▸ **Actions demandées**:
1 > Recopiez fidèlement l'entretien avec Eric Montbel, depuis « Rousseau évoquait des » jusqu'à « Douanier Rousseau ? » inclus.
2 > Répondez à ces questions sur l'entretien avec Eric Montbel :
(a) En quelle année le spectacle La Charmeuse de Serpents a-t-il été créé ?
(b) Quel est le lieu le plus lointain où Rousseau s'est rendu, selon l'entretien ?
(c) Sur quels instruments est joué le morceau « Glassery » ?
3 > Dans l'entretien avec Eric Montbel, relevez tous les procédés énumérés après les mots « avec l'emploi de ».

▸ **Texte à lire**:
☆ ☆ ☆ ☆

Entretien avec Eric Montbel.
CMTRA : Eric, peux-tu nous présenter
ce disque au nom ensorceleur
« La charmeuse de serpent » ?
Le projet était de produire un disque
vraiment travaillé en studio, avec la
console conçue comme un instrument
de musique à part entière.
Avec Pascal
Cacouault, avec qui je poursuis une
longue collaboration, cela consistait à
pousser les limites très loin du rendu
de la scène, pour produire une
musique d'écoute, comme une
musique de film, très éloignée du live.
La démarche est assez éloignée d'une
filiation « trad » au sens historique,
c'est vraiment du travail sur le son et
la technologie, avec l'emploi de sampling,
de boucles, de filtres, de
rythmes électroniques ... J'ai toujours
aimé l'electro-pop, de Kraftwerk dans
les années 80 jusqu'aux Chemical
Brothers aujourd'hui, et je me nourris
de ces influences, il existe pour moi
une familiarité de ces musiques avec
les musiques trad.
La Charmeuse de Serpents est au
départ un spectacle que nous avons
créé en 2004. Je voulais une musique
qui évoque l'univers de Rousseau,
comme un film. La peinture de Rousseau
est une peinture du rêve, c'est une
peinture onirique qui n'a rien de naïve.
Rousseau évoquait des jungles, des
nuits, des paysages nocturnes sans lien
avec la réalité, c'est l'un des premiers
peintres de l'inconscient.
Pourquoi cet intérêt pour la peinture
du Douanier Rousseau ?
Rousseau invente l'exotisme, depuis
son atelier de Paris puisqu'il n'a
jamais voyagé plus loin que le Jardin
des Plantes. Il lisait et rêvait beaucoup
mais Rousseau a vécu immobile. Ses
toiles sont un rêve de l'ailleurs, un
imaginaire de l'Autre. Et surtout la
musique est omniprésente dans ses
toiles : la « Bohémienne endormie »
est étendue dans le désert avec un luth
à ses côtés, la « Charmeuse de Serpents
» bien sûr est une sorte d'Orphée
indien qui joue de la flûte au crépuscule.
De façon très opiniâtre il exposait
ses grands rêves sur toiles, c'est très
beau et ça tient la distance, c'est une
peinture moderne et populaire.
Oui, Philip Glass parce qu'il a fait le
chemin inverse : c'est un musicien
new-yorkais qui dans les années 60 a
découvert la répétitivité des musiques
indiennes, balinaises ou africaines, et
qui les a intégrées à la musique
contemporaine. C'est un exotisme du
XXème siècle, qui annonce la World
Music. Le morceau que j'ai appelé
« Glassery » est un hommage et un
pastiche aussi, mais joué à la vielle à
roue et à la cornemuse, c'est plus drôle !

☆ ☆ ☆ ☆

▸ **Informations fournies**:

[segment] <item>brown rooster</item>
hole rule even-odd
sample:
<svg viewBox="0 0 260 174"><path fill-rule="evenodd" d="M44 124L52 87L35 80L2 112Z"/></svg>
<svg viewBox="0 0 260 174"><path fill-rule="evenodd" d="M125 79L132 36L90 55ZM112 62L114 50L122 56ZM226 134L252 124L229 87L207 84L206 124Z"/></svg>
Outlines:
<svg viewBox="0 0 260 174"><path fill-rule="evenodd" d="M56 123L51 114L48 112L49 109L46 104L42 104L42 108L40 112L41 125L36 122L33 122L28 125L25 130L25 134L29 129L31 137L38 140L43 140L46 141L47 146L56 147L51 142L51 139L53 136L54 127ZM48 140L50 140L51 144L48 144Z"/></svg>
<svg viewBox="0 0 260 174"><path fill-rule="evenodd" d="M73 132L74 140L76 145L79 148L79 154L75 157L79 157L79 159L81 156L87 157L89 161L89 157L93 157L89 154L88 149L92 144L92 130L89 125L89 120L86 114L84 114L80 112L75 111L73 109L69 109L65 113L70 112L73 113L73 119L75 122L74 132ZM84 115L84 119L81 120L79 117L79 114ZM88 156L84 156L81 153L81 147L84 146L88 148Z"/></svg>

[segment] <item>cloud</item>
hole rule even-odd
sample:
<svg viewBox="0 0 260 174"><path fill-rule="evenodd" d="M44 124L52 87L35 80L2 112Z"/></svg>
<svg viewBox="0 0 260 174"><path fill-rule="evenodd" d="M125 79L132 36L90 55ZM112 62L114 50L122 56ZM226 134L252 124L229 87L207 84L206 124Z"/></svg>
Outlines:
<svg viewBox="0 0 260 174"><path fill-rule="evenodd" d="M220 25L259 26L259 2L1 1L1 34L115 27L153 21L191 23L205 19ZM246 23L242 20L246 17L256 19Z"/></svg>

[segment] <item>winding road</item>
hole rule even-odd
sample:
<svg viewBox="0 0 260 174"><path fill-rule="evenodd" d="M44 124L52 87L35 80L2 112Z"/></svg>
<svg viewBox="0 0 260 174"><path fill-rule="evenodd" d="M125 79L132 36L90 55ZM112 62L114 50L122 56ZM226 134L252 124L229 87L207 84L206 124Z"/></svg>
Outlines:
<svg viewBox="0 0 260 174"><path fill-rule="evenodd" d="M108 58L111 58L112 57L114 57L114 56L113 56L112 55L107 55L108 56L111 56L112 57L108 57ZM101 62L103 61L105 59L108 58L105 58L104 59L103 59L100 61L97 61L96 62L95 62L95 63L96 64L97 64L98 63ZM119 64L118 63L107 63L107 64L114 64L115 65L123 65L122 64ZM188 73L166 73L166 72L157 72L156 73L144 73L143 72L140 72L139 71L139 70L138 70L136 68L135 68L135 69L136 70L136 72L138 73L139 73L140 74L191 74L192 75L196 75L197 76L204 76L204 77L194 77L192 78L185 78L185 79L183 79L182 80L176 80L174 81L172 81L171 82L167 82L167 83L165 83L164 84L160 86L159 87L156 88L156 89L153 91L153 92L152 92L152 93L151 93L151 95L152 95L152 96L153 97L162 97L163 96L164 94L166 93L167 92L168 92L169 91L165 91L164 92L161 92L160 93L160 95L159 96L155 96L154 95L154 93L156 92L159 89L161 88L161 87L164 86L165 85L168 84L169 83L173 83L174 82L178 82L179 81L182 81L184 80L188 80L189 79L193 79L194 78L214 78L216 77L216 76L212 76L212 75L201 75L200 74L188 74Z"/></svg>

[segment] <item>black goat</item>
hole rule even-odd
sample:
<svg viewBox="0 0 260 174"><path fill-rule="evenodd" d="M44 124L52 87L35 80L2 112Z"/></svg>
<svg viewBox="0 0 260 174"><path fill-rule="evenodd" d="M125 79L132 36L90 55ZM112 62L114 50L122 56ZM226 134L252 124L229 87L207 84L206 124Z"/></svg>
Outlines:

☆ ☆ ☆ ☆

▸ **Réponses par tâche**:
1 >
Rousseau évoquait des jungles, des
nuits, des paysages nocturnes sans lien
avec la réalité, c'est l'un des premiers
peintres de l'inconscient.
Pourquoi cet intérêt pour la peinture
du Douanier Rousseau ?

2 >
(a) En 2004.
(b) Le Jardin des Plantes.
(c) À la vielle à roue et à la cornemuse.

3 > Le sampling, les boucles, les filtres et les rythmes électroniques.